#### Required work:
Output exactly, please, the lines of the records below from the one containing "of the human" through the final line.

┄┄┄┄┄┄

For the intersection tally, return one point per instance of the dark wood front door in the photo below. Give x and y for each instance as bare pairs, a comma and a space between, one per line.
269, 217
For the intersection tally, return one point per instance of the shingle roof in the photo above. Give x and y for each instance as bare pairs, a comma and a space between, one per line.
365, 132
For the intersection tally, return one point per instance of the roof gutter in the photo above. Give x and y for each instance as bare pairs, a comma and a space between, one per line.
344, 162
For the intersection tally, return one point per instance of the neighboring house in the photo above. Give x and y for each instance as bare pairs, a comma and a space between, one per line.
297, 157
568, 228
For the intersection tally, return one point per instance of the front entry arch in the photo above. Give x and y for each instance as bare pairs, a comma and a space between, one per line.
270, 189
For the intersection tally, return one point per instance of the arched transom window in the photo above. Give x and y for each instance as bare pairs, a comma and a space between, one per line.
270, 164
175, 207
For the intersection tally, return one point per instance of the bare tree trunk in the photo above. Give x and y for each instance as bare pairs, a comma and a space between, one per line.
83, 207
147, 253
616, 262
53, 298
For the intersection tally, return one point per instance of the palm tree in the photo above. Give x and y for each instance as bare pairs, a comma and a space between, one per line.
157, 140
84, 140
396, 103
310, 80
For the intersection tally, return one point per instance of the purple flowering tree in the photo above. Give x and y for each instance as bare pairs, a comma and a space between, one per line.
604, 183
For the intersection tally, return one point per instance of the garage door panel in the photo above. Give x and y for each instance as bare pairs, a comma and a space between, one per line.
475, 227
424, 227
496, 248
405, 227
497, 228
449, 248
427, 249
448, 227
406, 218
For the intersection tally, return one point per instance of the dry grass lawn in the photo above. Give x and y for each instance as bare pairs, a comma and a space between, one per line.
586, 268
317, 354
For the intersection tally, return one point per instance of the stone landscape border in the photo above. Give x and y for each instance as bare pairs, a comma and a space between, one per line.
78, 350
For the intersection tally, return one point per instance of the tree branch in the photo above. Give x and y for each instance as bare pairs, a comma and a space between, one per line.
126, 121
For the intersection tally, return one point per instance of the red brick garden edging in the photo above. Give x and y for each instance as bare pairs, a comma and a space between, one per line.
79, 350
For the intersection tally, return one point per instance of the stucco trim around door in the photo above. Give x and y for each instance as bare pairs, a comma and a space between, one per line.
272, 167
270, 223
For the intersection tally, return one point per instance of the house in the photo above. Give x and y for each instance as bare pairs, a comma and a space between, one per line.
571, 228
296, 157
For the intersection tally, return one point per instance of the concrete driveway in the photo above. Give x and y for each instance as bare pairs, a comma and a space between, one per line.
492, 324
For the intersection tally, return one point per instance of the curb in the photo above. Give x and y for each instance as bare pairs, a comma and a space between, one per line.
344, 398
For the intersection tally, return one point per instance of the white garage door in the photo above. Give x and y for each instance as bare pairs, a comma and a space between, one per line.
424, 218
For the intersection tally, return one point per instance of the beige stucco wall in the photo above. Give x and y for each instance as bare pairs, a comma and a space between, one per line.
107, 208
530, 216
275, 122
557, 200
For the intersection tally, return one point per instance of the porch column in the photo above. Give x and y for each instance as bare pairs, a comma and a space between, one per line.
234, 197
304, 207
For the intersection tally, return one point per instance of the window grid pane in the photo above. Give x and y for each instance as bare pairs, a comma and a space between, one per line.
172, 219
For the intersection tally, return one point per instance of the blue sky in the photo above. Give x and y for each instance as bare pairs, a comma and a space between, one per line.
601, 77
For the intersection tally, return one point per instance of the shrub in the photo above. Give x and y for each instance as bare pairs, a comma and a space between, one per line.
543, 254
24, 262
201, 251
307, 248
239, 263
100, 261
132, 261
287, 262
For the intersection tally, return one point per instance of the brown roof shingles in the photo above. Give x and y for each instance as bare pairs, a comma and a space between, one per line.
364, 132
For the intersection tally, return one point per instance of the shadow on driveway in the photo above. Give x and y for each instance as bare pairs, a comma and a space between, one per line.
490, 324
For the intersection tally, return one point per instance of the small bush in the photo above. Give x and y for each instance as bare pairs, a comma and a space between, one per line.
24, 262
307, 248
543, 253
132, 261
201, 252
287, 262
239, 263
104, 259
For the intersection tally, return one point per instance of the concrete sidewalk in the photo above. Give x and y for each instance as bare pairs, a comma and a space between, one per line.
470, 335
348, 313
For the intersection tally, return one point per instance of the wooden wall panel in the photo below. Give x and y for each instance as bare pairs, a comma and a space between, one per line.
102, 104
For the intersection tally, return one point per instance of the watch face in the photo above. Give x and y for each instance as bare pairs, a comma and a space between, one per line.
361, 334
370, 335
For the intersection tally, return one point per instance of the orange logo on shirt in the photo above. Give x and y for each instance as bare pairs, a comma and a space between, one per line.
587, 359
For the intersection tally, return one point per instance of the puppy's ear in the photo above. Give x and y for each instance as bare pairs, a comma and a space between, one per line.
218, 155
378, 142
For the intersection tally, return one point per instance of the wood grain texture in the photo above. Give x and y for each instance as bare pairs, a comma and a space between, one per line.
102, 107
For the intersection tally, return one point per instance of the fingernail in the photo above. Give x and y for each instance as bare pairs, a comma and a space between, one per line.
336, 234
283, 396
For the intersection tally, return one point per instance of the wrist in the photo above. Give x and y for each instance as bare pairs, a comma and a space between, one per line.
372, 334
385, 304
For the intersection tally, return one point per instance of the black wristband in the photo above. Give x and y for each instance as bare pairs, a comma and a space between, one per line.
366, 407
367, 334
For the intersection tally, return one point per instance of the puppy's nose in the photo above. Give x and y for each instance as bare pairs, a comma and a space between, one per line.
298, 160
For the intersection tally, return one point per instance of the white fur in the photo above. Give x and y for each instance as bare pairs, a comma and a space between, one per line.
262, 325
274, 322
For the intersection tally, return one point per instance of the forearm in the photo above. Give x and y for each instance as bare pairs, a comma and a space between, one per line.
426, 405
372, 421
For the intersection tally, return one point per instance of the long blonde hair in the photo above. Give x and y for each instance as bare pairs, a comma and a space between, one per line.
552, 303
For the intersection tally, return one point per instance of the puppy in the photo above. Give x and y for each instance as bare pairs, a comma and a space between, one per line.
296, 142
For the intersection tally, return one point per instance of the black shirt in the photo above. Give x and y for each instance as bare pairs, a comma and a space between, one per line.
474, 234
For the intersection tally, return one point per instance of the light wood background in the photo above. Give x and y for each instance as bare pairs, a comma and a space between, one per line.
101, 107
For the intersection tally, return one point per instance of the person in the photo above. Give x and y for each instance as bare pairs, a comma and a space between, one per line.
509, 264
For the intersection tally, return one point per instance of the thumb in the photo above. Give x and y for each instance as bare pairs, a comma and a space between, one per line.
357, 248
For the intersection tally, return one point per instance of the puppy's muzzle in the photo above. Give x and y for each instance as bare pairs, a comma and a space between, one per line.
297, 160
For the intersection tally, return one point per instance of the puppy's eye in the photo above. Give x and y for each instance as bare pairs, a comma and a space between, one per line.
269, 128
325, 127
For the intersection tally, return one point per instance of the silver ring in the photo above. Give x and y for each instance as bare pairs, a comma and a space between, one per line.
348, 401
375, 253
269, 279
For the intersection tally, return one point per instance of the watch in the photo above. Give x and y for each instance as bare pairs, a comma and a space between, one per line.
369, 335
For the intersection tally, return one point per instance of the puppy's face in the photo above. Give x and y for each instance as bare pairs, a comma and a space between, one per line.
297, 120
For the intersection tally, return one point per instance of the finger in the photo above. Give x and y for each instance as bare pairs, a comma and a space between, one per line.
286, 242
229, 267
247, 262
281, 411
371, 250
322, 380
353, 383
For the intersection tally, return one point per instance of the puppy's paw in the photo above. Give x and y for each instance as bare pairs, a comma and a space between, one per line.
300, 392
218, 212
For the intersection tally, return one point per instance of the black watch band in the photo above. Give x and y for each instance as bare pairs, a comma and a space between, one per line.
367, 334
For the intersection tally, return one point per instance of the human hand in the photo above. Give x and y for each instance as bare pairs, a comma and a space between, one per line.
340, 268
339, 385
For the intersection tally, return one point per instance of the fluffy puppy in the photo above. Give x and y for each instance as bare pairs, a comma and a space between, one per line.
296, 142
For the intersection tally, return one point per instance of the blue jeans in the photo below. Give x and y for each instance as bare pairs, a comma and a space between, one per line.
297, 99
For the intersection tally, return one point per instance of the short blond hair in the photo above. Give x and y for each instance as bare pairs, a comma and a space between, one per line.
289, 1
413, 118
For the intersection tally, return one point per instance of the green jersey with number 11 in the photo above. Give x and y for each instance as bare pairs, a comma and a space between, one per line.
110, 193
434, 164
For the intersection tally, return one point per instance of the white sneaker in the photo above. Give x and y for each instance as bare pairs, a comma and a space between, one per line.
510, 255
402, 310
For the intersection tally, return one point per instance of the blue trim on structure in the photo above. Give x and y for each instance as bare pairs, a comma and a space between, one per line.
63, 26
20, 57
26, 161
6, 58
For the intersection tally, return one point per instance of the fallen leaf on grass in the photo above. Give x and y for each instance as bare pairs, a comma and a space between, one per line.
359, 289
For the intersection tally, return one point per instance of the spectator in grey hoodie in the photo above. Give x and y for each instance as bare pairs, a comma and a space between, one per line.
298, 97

┄┄┄┄┄┄

#### Task response:
For the intersection tally, return one point per instance of the human hand in the photo above. Give x and y for each instance as bare pairs, a comma and a space between, one per line.
340, 268
339, 385
For the intersection tally, return one point per instance of the fluffy puppy in the photo above. Give x and y for each instance as bare pairs, a comma and a space between, one per line.
296, 142
For the intersection tally, return one point per instance of the blue jeans in the photo below. Give x and y for each instance as bare pairs, a comma and a space between, one per line.
297, 99
For the intersection tally, return one point per instance of the short blond hair in the photo above. Give x and y for each instance as bare pairs, a comma and a space between, one per line.
289, 1
413, 118
For the intersection tally, return one point per instance of the green jersey with number 11 in the photo above. Give x and y for each instance as bare pairs, a comma and a space between, one per line.
110, 193
434, 164
For the intersection tally, return one point per instance of the white sneaker in the photo above. Give x and y for each instance as bare pairs, a comma and a space between, one per line.
510, 255
402, 310
For the intersection tally, return one point per instance of the blue trim on structure in the photo above. Give x and y for each instance as bare pairs, a comma and a space between, one per line.
63, 26
20, 57
26, 161
6, 58
For the intersection tally, return one point per instance of the fallen leaf on grass in the photo above. Give x and y for each instance as bare pairs, a comma and a space between, one per line.
359, 289
For the intersection tally, return one point per instance of the spectator in grey hoodie in the photo above. Give x and y for each instance as bare pairs, a comma and a space between, one per line.
298, 97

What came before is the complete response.